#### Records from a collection
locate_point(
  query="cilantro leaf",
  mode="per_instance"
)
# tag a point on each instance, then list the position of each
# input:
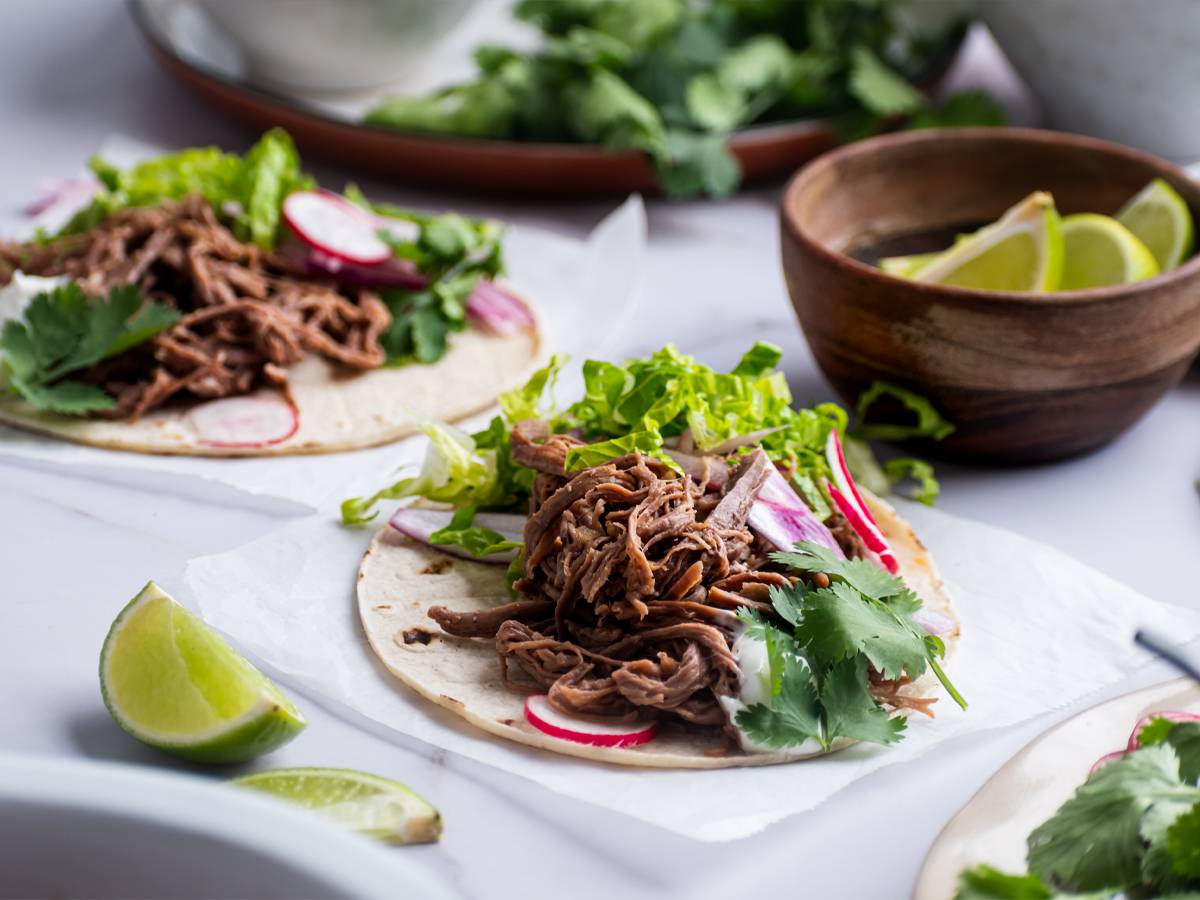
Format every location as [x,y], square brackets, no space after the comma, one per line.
[793,715]
[64,331]
[1183,844]
[850,708]
[929,423]
[863,575]
[839,623]
[879,88]
[1095,840]
[988,883]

#### What is required
Rewrite the entries above as one numbered list of their lines, skipping blank lines and leaving out the pictures.

#### Response to this exercise
1. locate_point(
2.   query="cilantro leaf",
3.   mode="per_instance"
4. )
5. # tag a point on each instance, then list the position of each
6. # input:
7. Format every location as [x,y], square brackets, no space after the comma, one per line.
8. [793,715]
9. [64,331]
10. [1183,844]
11. [850,708]
12. [929,423]
13. [863,575]
14. [839,623]
15. [879,88]
16. [1095,840]
17. [988,883]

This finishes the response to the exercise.